- [Document segment]:
#####
Romaine Testing Research and GMO Labeling Law
**Romaine lettuce is back on store shelves after a recent E. coli outbreak stopped salads at both grocers and restaurants, and science could be partly to blame.
The FDA recalled all romaine because detecting pathogens such as E. coli can currently take up to three days.
But, according to agrimarketing.com, a Purdue University research team believes it can close that window for finding the dangerous microorganisms to just hours.
Researchers say the new system could at least triple the analyses a lab could perform in a single shift.
**Foodmakers will be required to put special labels on packages of foods made with GMO ingredients effective January 1, of next year.
Agriculture.com reports, the nationwide labeling law was enacted more than two years ago to prevent a state-by-state patchwork of labeling laws and to settle the national debate over the foods, which the FDA says are safe to eat.
Instead of GMO, the USDA decided to use the term "bioengineered food," which will carry a BE symbol.
**When Democrats take control of the House this month, farm policy traditionalist and ethanol supporter Collin Peterson, of Minnesota, is the odds-on favorite to chair the Ag Committee.
agriculture.com reports, he would be the first person since the Eisenhower era to chair the committee twice.
The fiscal conservative says he'll vote to pass the Trump-negotiated USMCA, the successor to NAFTA, in the new year.
#####
- [Data section]:
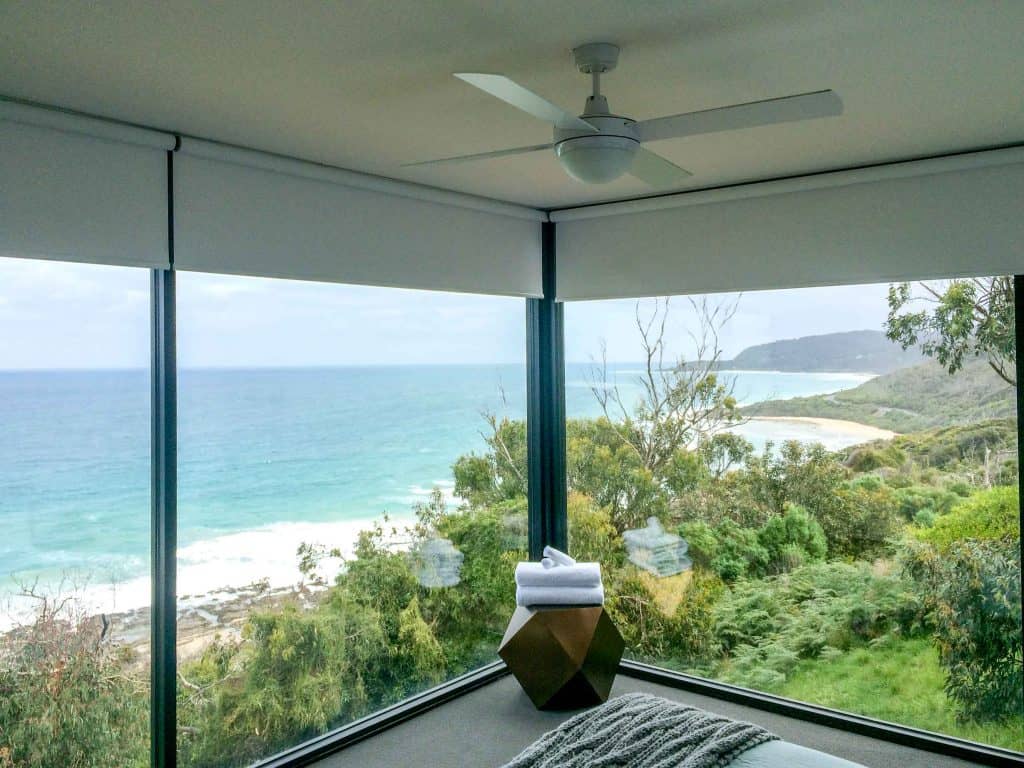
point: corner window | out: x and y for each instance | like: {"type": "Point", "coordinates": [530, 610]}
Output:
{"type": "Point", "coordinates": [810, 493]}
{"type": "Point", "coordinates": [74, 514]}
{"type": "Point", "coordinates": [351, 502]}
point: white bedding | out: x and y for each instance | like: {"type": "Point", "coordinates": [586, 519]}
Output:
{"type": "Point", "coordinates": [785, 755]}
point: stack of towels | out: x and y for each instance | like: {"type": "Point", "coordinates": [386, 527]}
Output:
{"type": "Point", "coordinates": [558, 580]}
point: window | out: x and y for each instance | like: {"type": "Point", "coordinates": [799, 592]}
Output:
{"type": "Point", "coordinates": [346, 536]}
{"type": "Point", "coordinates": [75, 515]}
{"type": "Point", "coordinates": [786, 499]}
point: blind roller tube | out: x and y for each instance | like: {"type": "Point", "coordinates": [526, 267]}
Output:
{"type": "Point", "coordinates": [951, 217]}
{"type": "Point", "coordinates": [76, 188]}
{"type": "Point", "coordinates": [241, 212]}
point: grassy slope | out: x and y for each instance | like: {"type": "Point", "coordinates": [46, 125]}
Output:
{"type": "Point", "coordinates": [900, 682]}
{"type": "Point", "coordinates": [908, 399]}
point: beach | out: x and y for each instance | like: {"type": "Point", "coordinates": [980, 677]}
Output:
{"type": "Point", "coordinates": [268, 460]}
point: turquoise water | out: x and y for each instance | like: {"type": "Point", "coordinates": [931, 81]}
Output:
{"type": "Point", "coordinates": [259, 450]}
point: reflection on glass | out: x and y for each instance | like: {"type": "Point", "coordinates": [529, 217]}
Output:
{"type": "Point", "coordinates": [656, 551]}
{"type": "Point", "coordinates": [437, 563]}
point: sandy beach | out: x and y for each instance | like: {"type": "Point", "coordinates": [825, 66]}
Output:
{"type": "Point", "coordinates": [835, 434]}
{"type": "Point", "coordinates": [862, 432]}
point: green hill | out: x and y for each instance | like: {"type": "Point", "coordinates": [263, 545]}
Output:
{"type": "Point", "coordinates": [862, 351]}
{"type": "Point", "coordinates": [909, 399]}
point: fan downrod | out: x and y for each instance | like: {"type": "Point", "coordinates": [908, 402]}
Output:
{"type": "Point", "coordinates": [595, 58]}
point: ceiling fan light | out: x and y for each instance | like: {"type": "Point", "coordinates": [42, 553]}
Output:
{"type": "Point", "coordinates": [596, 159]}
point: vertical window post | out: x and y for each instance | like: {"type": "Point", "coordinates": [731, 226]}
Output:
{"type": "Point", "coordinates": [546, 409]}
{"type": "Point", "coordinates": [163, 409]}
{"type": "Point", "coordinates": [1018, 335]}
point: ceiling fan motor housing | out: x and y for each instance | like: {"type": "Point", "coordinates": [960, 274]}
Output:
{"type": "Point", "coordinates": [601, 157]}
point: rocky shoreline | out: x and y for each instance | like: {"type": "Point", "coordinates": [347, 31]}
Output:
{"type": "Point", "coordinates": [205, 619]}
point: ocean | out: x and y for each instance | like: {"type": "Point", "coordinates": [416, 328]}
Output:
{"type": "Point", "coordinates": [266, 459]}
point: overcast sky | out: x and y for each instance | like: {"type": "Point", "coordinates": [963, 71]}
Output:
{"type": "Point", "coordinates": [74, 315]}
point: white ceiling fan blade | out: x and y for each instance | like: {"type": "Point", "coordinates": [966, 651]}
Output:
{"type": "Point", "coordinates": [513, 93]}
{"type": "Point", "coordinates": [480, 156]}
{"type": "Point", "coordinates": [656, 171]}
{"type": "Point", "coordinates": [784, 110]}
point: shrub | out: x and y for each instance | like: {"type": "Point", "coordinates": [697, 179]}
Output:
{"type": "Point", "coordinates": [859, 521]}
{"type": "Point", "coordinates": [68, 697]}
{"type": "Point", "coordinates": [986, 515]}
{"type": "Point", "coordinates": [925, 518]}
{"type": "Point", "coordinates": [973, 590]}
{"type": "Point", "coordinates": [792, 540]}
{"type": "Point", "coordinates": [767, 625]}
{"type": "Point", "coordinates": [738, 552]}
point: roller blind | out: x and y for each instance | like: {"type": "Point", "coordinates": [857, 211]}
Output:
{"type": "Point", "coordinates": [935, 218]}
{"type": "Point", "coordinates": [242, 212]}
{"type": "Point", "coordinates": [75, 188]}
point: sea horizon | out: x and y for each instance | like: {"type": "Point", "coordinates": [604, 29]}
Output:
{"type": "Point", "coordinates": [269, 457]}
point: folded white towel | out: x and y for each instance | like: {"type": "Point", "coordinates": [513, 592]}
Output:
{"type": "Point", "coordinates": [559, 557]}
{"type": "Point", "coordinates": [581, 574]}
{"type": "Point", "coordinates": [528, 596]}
#####
- [Exercise description]: Reproduce word for word the part of the agriculture news text above that begins at the words "The FDA recalled" and stops after "to just hours.".

- [The completed task]:
The FDA recalled all romaine because detecting pathogens such as E. coli can currently take up to three days.
But, according to agrimarketing.com, a Purdue University research team believes it can close that window for finding the dangerous microorganisms to just hours.